● **WHAT YOU HAVE TO DO**
Can you render the lines between the one containing "Each <instance> block" and the one containing "box: [195, 35, 338, 215]", inclusive, as a JSON list of strings, with one string per line and blank lines dropped?

● **EXCERPTED RECORDS**
□ □ □ □ □

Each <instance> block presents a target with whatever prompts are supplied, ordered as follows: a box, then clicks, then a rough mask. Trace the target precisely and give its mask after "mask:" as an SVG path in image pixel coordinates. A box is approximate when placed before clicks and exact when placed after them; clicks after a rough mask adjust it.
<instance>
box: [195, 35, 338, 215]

□ □ □ □ □

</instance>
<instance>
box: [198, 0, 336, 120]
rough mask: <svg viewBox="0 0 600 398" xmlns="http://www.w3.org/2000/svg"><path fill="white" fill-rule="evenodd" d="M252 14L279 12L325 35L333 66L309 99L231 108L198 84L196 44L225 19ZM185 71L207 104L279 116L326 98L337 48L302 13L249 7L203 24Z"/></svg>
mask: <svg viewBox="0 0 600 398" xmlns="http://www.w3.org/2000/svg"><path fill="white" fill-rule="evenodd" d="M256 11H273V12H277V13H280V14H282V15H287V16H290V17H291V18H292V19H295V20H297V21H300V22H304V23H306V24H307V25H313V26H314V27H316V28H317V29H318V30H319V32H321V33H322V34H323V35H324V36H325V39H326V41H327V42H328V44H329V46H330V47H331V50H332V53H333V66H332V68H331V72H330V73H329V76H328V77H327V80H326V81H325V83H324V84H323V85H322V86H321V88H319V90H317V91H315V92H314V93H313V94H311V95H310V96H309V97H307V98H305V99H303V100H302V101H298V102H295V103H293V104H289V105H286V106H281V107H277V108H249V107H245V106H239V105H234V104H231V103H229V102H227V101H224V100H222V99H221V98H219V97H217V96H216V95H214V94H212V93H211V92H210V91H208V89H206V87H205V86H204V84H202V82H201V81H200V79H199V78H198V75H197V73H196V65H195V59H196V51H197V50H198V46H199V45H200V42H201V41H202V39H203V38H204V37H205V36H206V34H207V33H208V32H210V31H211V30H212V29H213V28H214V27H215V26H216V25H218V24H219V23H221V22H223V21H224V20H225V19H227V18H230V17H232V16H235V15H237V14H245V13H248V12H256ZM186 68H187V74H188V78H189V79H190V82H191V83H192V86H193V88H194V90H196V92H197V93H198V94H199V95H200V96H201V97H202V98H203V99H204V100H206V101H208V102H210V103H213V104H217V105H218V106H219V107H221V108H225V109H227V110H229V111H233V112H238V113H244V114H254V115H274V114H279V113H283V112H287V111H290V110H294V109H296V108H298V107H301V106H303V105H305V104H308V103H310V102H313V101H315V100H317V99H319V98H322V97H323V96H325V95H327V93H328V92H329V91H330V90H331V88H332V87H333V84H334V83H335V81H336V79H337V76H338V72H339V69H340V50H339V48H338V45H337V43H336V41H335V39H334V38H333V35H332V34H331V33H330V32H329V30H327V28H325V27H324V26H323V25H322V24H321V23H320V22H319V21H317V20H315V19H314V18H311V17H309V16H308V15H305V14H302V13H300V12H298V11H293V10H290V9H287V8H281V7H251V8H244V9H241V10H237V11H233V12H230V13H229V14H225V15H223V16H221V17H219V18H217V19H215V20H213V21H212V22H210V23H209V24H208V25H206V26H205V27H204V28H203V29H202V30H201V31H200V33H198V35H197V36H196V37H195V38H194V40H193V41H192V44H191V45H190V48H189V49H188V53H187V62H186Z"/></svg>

□ □ □ □ □

● **SOLUTION TO THIS EXERCISE**
[
  "Each <instance> block presents a target with whatever prompts are supplied, ordered as follows: a box, then clicks, then a rough mask. Trace the target precisely and give its mask after \"mask:\" as an SVG path in image pixel coordinates. A box is approximate when placed before clicks and exact when placed after them; clicks after a rough mask adjust it.",
  "<instance>",
  "box: [195, 35, 338, 215]"
]